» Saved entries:
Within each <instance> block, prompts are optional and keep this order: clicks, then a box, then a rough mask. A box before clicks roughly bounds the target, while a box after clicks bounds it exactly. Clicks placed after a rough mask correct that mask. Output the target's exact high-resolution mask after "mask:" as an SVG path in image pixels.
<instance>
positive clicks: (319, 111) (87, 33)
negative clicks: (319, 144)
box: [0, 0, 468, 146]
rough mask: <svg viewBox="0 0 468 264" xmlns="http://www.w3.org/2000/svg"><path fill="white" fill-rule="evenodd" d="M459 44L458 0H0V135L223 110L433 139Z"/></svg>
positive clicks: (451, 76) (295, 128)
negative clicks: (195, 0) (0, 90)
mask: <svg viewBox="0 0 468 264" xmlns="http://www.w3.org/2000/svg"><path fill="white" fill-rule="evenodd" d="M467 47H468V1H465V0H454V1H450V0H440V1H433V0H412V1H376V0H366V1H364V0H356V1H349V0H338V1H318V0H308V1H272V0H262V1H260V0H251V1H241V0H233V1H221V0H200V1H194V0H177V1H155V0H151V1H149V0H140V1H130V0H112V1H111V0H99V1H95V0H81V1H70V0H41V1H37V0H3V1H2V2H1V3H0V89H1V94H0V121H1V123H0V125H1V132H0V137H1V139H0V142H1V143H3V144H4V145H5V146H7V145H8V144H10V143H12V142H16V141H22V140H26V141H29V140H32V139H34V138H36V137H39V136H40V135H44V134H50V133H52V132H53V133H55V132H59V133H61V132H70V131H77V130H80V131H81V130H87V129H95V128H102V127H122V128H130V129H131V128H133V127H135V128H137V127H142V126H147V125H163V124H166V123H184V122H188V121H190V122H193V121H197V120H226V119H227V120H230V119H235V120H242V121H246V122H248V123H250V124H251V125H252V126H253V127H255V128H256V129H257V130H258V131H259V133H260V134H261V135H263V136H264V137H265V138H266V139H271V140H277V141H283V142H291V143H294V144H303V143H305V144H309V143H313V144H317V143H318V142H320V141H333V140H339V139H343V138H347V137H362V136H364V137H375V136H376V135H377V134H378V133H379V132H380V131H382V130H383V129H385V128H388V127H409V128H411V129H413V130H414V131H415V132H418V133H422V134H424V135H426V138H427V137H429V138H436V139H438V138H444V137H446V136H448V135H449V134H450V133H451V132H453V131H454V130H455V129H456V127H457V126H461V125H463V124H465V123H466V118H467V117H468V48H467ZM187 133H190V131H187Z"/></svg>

» Problem:
Please reproduce the listing above in full, changing each "negative clicks" to "background clicks" and leaving every other character unchanged.

» Solved exercise:
Within each <instance> block, prompts are optional and keep this order: clicks, then a box, then a rough mask. A box before clicks roughly bounds the target, while a box after clicks bounds it exactly. Clicks placed after a rough mask correct that mask. Output the target's exact high-resolution mask after "mask:" as an SVG path in image pixels.
<instance>
positive clicks: (319, 111) (87, 33)
background clicks: (319, 144)
box: [0, 0, 468, 146]
rough mask: <svg viewBox="0 0 468 264" xmlns="http://www.w3.org/2000/svg"><path fill="white" fill-rule="evenodd" d="M459 44L458 0H0V135L223 110L433 139Z"/></svg>
positive clicks: (451, 76) (295, 128)
background clicks: (195, 0) (0, 90)
mask: <svg viewBox="0 0 468 264" xmlns="http://www.w3.org/2000/svg"><path fill="white" fill-rule="evenodd" d="M467 47H468V1H465V0H454V1H450V0H440V1H433V0H412V1H376V0H366V1H364V0H356V1H349V0H338V1H318V0H308V1H272V0H262V1H260V0H251V1H241V0H233V1H221V0H200V1H194V0H177V1H155V0H151V1H149V0H140V1H130V0H112V1H111V0H99V1H95V0H81V1H70V0H41V1H37V0H3V1H2V2H1V3H0V89H1V94H0V121H1V123H0V125H1V132H0V137H1V139H0V142H1V143H3V144H4V145H5V146H7V145H8V144H10V143H12V142H16V141H22V140H26V141H29V140H32V139H34V138H36V137H39V136H40V135H44V134H50V133H52V132H53V133H55V132H59V133H61V132H70V131H77V130H80V131H81V130H87V129H95V128H102V127H122V128H130V129H131V128H133V127H135V128H137V127H142V126H147V125H163V124H166V123H184V122H188V121H190V122H193V121H197V120H226V119H227V120H230V119H235V120H242V121H246V122H248V123H250V124H251V125H252V126H253V127H255V128H256V129H257V130H258V131H259V133H260V134H261V135H263V136H264V137H265V138H266V139H271V140H277V141H283V142H291V143H294V144H303V143H305V144H309V143H313V144H317V143H318V142H320V141H333V140H339V139H343V138H347V137H362V136H364V137H375V136H376V135H377V134H378V133H379V132H380V131H382V130H383V129H385V128H388V127H409V128H411V129H413V130H414V131H415V132H418V133H422V134H424V135H426V138H427V137H429V138H436V139H438V138H444V137H446V136H448V135H449V134H450V133H451V132H453V131H454V130H455V129H456V127H457V126H461V125H463V124H465V123H466V118H467V117H468V48H467ZM187 133H190V131H187Z"/></svg>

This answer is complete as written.